BRIEF :: Copy out every one of the items below, word for word and in the same order.

■ ■ ■ ■ ■ ■ ■

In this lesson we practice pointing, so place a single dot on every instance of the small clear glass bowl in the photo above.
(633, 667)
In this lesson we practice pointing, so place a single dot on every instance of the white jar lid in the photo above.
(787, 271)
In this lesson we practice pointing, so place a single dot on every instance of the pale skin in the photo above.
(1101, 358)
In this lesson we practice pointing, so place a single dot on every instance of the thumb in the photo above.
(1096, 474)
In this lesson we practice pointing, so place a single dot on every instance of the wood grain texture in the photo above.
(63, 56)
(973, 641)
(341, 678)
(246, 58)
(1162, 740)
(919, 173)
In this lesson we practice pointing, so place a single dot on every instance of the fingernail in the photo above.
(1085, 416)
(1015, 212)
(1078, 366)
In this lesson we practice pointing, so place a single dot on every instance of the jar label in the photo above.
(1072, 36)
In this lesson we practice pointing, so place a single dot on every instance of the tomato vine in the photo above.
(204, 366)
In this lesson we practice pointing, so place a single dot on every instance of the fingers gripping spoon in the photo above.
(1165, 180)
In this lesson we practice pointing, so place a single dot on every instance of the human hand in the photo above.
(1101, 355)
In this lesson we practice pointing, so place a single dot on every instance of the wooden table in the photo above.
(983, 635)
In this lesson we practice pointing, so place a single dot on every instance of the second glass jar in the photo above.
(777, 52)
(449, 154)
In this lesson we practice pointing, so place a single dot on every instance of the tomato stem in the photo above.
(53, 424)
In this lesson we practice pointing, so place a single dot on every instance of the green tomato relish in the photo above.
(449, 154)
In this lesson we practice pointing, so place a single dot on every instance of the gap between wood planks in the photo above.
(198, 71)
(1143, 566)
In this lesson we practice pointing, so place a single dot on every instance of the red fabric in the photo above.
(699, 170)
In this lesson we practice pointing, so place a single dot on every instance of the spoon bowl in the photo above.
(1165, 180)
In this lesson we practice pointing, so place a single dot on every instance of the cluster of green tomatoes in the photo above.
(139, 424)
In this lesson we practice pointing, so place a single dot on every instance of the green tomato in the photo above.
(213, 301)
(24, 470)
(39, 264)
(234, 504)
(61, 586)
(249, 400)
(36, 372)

■ ■ ■ ■ ■ ■ ■

ANSWER ::
In this lesson we practice pointing, so place a single dot on every instance of the small clear glass bowl in the photo above.
(633, 667)
In this lesson we practice pointing, so place a single dot on every instance of the white jar lid in the photo above.
(787, 271)
In this lesson we practice pointing, so place a single dot on every instance of the pale skin in the photo above.
(1101, 358)
In this lesson we practice pointing, so place a single dot on every instance of the thumb in the photo above.
(1096, 474)
In this lesson we practice pointing, so place a single dot on every instance of the wood grain texture in the photo above.
(63, 56)
(973, 641)
(341, 678)
(246, 58)
(1162, 740)
(919, 173)
In this lesson we practice pointing, so place a single dot on every instance of the fingernail in the photo above.
(1085, 416)
(1015, 212)
(1078, 366)
In this lesson we practice pointing, so place a single dot on every instance of the jar label in the photo above.
(1072, 36)
In this lesson we practice pointing, so place a single dot on every instance of the tomato vine in the photo above.
(204, 366)
In this lesson we practice pointing, so place a single dot on every instance of the fingers gripping spoon in the photo above.
(1165, 180)
In this lesson we practice pointing, so place a single dot on every instance of the human hand in the photo above.
(1101, 355)
In this lesson we practice pointing, so place a single dot on every instance of the wooden table in the photo above.
(983, 635)
In this lesson we practice pointing, so place a single dot on every instance of the second glass jar in the photo above.
(777, 52)
(449, 154)
In this lesson we practice pointing, so place a single dot on every instance of the tomato stem in the photo above.
(53, 424)
In this lesson we practice pointing, so place a single dot on every instance of the green tomato relish in the photo above.
(449, 154)
In this lesson we practice pointing, so place a single dot on every instance of the gap between wood planks in the photo above.
(198, 71)
(1143, 566)
In this lesson we practice pointing, so place a single dot on every instance of the red fabric in the photo above.
(699, 170)
In this lesson we practice pointing, so place a single dot on every instance of the spoon bowl in the photo above.
(1165, 180)
In this lesson we practice pointing, so place a single dot on every instance of the cluster of green tomatoes in the photo above.
(139, 424)
In this lesson we practice pointing, so place a single dot on every instance of the green tomato in the photo above.
(213, 301)
(24, 470)
(39, 264)
(234, 504)
(61, 586)
(249, 400)
(36, 372)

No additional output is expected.